_Exercise_
Down to the final line, write out the material beneath exactly, without pictures.

**** Information supplied

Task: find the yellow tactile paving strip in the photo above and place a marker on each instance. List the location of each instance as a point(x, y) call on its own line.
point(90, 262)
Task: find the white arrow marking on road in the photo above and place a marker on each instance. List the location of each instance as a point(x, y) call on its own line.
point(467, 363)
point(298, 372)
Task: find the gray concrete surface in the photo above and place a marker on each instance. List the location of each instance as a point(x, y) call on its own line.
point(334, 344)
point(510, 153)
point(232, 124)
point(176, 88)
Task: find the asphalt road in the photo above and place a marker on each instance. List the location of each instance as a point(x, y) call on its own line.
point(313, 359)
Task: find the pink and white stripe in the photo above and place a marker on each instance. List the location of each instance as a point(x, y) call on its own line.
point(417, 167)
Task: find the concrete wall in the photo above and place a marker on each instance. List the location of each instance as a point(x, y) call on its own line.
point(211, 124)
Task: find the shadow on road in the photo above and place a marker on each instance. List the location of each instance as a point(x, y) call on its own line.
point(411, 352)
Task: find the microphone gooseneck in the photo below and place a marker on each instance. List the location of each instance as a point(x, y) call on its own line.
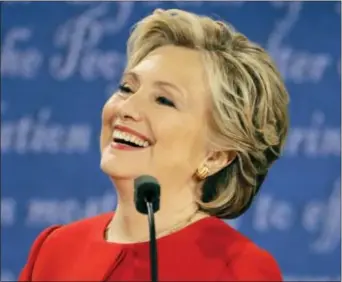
point(147, 201)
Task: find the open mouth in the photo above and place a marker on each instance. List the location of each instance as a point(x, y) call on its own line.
point(128, 139)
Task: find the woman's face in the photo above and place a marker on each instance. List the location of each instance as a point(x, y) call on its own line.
point(161, 106)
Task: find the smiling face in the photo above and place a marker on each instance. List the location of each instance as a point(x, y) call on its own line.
point(156, 123)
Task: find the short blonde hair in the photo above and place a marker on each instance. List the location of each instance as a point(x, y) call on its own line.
point(250, 101)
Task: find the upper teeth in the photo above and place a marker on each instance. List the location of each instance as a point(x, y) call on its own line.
point(130, 138)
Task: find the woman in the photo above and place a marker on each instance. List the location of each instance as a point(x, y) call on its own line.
point(203, 110)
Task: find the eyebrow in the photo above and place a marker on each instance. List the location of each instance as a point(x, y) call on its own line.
point(159, 83)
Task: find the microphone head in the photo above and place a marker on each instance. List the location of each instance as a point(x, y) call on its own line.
point(146, 189)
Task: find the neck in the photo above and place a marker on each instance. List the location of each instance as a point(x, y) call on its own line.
point(178, 209)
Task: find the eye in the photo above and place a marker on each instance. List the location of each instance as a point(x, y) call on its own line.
point(124, 88)
point(165, 101)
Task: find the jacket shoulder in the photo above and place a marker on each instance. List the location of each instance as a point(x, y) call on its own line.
point(81, 229)
point(55, 240)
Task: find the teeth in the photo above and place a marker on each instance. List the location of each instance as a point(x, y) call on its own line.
point(130, 138)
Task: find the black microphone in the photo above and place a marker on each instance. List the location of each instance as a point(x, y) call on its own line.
point(147, 201)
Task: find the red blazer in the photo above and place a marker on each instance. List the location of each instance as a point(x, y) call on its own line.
point(208, 250)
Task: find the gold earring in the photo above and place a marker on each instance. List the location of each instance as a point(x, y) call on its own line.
point(202, 173)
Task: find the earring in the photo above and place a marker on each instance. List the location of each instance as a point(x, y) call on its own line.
point(202, 173)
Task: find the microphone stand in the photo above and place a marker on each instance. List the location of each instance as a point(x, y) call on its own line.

********

_Expected answer_
Task: find the yellow tactile paving strip in the photo above and place a marker on each instance. List the location of each instance as a point(x, y) call on its own line.
point(90, 262)
Task: find the white arrow marking on road in the photo above and place a marker on each instance. List the location of each instance as a point(x, y) call on its own line.
point(467, 363)
point(298, 372)
Task: find the gray concrete surface in the photo above and place a marker on each instance. List the location of each instance as a point(x, y) call on its own line.
point(334, 344)
point(510, 153)
point(232, 124)
point(176, 88)
Task: find the asphalt road in the photo above and place a marker on each instance. List the location of each instance as a point(x, y) call on its own line.
point(313, 359)
Task: find the pink and white stripe in the photo above and place a marker on each instance. List the location of each instance as a point(x, y) call on its own line.
point(417, 167)
Task: find the concrete wall in the photo above and place a marker on each instance. List the location of each instance as a point(x, y) call on its own line.
point(211, 124)
Task: find the shadow on road in the photo above and place a marker on each instance. List the location of each instance as a point(x, y) call on its own line.
point(411, 352)
Task: find the microphone gooseneck in the photo below and place a marker on each instance. List the location of each instance as a point(x, y) call on its own line.
point(147, 201)
Task: find the open mouth in the photo above and place a marker on each instance. List the location of each instance as a point(x, y) call on its own line.
point(128, 139)
Task: find the woman's face in the photo above and place a marker on each instance. List the location of each instance as a point(x, y) call on its own line.
point(161, 106)
Task: find the smiling face in the photo above and place a marker on each instance. List the location of each instance as a point(x, y) call on its own line.
point(156, 123)
Task: find the short blonde hair in the photo above and place a marker on each instance. List the location of each instance as a point(x, y) call on its own line.
point(250, 101)
Task: find the upper teeth in the photo above and place a marker on each instance. List the location of each instance as a point(x, y) call on its own line.
point(130, 138)
Task: find the woman in the photo above and place a marker on each instance. List the location of each instance as a point(x, y) call on its own line.
point(203, 110)
Task: find the eyebrow in the photo above and place a marker on each instance. List the location of each instance as a point(x, y) call on its own line.
point(159, 83)
Task: find the microphone head in the photo above and place a marker on each instance. List the location of each instance as a point(x, y) call on its own line.
point(146, 189)
Task: find the neck in the photo above and place a marker on each instance. List the location of each instance as a point(x, y) call on its own line.
point(178, 209)
Task: find the eye in the photo above and place a marker on each instance. List the location of each instance as a point(x, y) call on its own line.
point(124, 88)
point(165, 101)
Task: find the jacket shoulder in the photo above and place a marker on each instance. List the location of each instance as a point(x, y) call on its own line.
point(81, 229)
point(55, 240)
Task: find the teeth in the photo above and place a marker on each instance. List the location of each instance as a point(x, y) call on its own line.
point(130, 138)
Task: find the black microphone in the photo above and place a marker on each instance. List the location of each instance as a point(x, y) call on its own line.
point(147, 201)
Task: find the red blazer in the photo above and place a marker on each instance. List the location of each instance as a point(x, y) call on its own line.
point(208, 250)
Task: find the gold earring in the photo above and place a marker on each instance. List the location of each instance as a point(x, y) call on its own line.
point(202, 173)
Task: find the earring in the photo above and place a marker on each instance. List the location of each instance as a point(x, y) call on its own line.
point(202, 173)
Task: find the microphone stand in the photo above and place a marker on each instance. List the location of each instance as a point(x, y) call on its own line.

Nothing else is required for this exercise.